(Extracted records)
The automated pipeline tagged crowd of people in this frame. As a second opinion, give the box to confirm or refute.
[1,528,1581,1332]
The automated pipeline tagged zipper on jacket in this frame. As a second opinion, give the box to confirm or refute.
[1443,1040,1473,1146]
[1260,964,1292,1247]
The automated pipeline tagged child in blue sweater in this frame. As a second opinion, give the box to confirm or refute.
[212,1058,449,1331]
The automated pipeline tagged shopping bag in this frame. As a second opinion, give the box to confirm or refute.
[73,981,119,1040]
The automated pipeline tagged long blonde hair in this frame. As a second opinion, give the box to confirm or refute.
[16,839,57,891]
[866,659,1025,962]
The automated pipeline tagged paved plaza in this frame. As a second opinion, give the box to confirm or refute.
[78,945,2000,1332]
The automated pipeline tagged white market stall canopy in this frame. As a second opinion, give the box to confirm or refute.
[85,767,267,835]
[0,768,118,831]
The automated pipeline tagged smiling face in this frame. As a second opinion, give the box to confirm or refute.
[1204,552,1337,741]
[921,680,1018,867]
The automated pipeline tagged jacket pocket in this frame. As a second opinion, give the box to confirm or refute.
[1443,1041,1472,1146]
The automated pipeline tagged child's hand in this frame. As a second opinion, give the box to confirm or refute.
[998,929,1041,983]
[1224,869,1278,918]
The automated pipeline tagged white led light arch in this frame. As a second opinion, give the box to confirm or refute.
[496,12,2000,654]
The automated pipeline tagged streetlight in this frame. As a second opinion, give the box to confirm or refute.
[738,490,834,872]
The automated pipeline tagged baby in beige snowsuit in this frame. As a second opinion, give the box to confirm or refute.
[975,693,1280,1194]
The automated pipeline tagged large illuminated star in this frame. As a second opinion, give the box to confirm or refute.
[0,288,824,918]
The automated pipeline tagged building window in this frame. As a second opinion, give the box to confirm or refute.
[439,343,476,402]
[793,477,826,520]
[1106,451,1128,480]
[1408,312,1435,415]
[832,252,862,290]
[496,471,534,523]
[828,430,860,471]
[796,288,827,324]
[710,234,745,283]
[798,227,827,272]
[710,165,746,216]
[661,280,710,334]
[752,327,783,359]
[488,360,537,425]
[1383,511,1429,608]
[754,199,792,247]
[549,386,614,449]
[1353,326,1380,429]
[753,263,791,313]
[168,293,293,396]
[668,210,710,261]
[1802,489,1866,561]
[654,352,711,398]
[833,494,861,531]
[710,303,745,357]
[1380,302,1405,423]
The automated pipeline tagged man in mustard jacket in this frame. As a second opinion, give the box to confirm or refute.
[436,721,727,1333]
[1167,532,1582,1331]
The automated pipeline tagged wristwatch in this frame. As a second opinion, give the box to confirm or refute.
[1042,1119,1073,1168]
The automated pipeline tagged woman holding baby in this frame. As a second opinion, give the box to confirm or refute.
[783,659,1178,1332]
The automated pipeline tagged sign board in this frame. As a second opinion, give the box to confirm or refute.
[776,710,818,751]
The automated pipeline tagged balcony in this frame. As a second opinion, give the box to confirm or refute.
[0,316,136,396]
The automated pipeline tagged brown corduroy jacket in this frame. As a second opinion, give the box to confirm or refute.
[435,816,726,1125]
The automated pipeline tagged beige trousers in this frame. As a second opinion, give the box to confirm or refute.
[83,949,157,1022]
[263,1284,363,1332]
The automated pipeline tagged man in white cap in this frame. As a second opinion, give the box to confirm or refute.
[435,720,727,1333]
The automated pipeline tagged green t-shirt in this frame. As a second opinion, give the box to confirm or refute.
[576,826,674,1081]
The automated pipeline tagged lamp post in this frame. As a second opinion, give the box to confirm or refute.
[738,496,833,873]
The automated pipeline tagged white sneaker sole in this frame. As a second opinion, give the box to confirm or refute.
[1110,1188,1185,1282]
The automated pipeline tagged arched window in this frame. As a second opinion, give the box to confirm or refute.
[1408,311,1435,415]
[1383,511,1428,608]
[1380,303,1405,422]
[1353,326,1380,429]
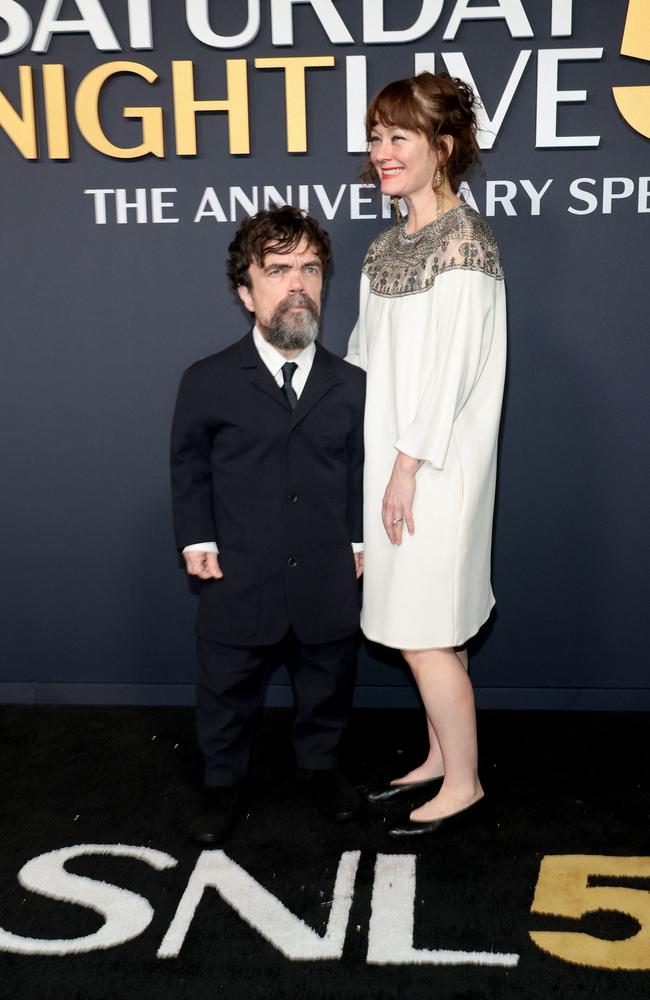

◆ Task item: Set down all the entries above verbatim, and include none of the pictures.

◆ Expected answer:
The automated pipeline tagged crowd of people in this frame. As a second opinion, give the box to confirm or refute.
[1,528,1581,1332]
The automated pipeline tagged zipper on jacket in this frame. As a second opinion, give the box to confirm or refute.
[1443,1040,1473,1146]
[1260,964,1292,1247]
The automated pipeline tagged child in blue sweater in this frame. As a second opinion, give the box to confirm or refute.
[212,1058,449,1331]
The automated pipeline tagged shopping bag in this frame. As a second opinion, give the box to confirm or refute.
[73,981,119,1040]
The automated pipeline tagged long blonde hair in this frame. As a second opinion, give the box to confirm or refute.
[16,839,57,891]
[866,659,1025,962]
The automated pipeline tagged paved plaza in this frame. As a second opinion, give the box to confirm or refute.
[78,945,2000,1332]
The automated pipeline tagged white market stall canopy in this frame. As a second opinion, give the box to confirm or refute.
[85,767,267,835]
[0,768,118,831]
The automated pipeline tagged smiling face in this frame. As a second opinion, give the box to confirm or refute.
[1204,552,1337,741]
[921,680,1018,867]
The automated pipeline tagged jacket pocket in this frame. As a second opinion, give the box to confirm or refute.
[1443,1041,1472,1146]
The automated pipeline tagged child's hand in this frame. As a second opinion, give the box to confirm or refute.
[998,929,1041,983]
[1224,869,1278,918]
The automated pipeline tagged white led light arch in this frame. As a second opinion, give the box to confirm or refute.
[496,12,2000,654]
The automated pipeline tagged streetlight in this frame. As a second opinion, give the box to confirm or refute.
[738,490,834,872]
The automated pipeline tagged baby in beige snowsuit in this frame. As a second opinion, give the box to confirm or refute.
[975,693,1280,1194]
The automated pipeline tagged large illuminated star in this frame. As a second opinion, give the box to confirm or refute.
[0,288,824,918]
The automated pipeline tagged building window in this frame. As a second opinion, give the box to confirm or refute.
[439,343,476,402]
[793,477,826,520]
[1106,451,1128,480]
[1408,312,1435,415]
[832,252,862,290]
[496,471,534,523]
[828,430,860,471]
[796,288,827,324]
[710,234,745,283]
[798,227,827,272]
[710,165,746,216]
[661,280,710,334]
[752,327,783,359]
[488,360,537,425]
[1383,511,1429,608]
[754,199,792,247]
[549,386,614,449]
[1353,326,1380,429]
[753,263,791,313]
[168,293,293,396]
[668,210,710,261]
[1802,489,1866,561]
[654,352,711,398]
[833,494,861,531]
[710,303,745,357]
[1380,302,1405,423]
The automated pipeline tagged man in mustard jacket in this frame. As a second opinion, give the box to confirm or refute.
[436,721,727,1333]
[1167,532,1582,1331]
The automated pipeline tagged wristwatch in this frame. As a second opinion, give the box to confirm or refute.
[1042,1119,1073,1168]
The automated pipeline tagged woman holding baby in this frame. As a second opinion, give the box to confirm or refute.
[783,659,1178,1332]
The automated pipeline tagged sign board in this frame. As a second opinion, give the box to confirm or refute.
[776,710,818,751]
The automated pipeline tagged balcony in this frame. As a second opinion, give the box to confirm or refute.
[0,316,136,396]
The automated pipeline tagged brown corduroy jacket in this frame. As a second opinion, give the box to confirm or refute.
[435,816,726,1125]
The automated pipeline tagged beige trousers in this frame. As a second opinion, give the box to confirm or refute.
[83,949,157,1022]
[263,1284,363,1332]
The automated pipeline tagged man in white cap in this frame. As a second opinion, give the box to confirm or refute.
[435,720,727,1333]
The automated pipeline tagged green t-shirt in this frame. As a second opinion, give the box to confirm or refute.
[576,826,674,1081]
The automated pipeline tagged lamp post in this frame. As a second opinion, give the box to confirm or refute.
[738,496,833,873]
The automated pipeline tagged white sneaker sole in this frame. As a second opinion, give the box to confirm or refute.
[1110,1188,1185,1282]
The automated pipeline tagged arched window in this frame. As a second opinion, give the box to confirm or refute.
[1408,311,1435,415]
[1383,511,1428,608]
[1380,303,1405,422]
[1353,326,1380,429]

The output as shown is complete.